▶ _Items listed in a dataset_:
════════════════════

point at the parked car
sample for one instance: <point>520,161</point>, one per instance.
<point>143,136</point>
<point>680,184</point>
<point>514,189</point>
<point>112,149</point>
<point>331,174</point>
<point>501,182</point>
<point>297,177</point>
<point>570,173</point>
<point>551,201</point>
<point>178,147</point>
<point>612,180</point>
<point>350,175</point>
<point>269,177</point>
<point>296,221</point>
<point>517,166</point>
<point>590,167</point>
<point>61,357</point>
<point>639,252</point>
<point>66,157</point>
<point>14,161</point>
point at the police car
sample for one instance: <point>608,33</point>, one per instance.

════════════════════

▶ _WHAT TO PRODUCE_: Render every line of the listing above as a numbered list, leaving out any blank lines.

▶ _IN RESPONSE_:
1. point at the parked car
2. sample for one instance: <point>520,161</point>, one per instance.
3. <point>143,136</point>
4. <point>680,184</point>
5. <point>514,189</point>
6. <point>112,149</point>
7. <point>331,174</point>
8. <point>501,182</point>
9. <point>297,177</point>
10. <point>570,173</point>
11. <point>551,201</point>
12. <point>178,147</point>
13. <point>612,180</point>
14. <point>350,175</point>
15. <point>269,177</point>
16. <point>296,221</point>
17. <point>517,166</point>
18. <point>590,167</point>
19. <point>61,357</point>
20. <point>639,252</point>
21. <point>66,157</point>
22. <point>14,161</point>
23. point at the police car
24. sample for one instance: <point>608,33</point>, one per instance.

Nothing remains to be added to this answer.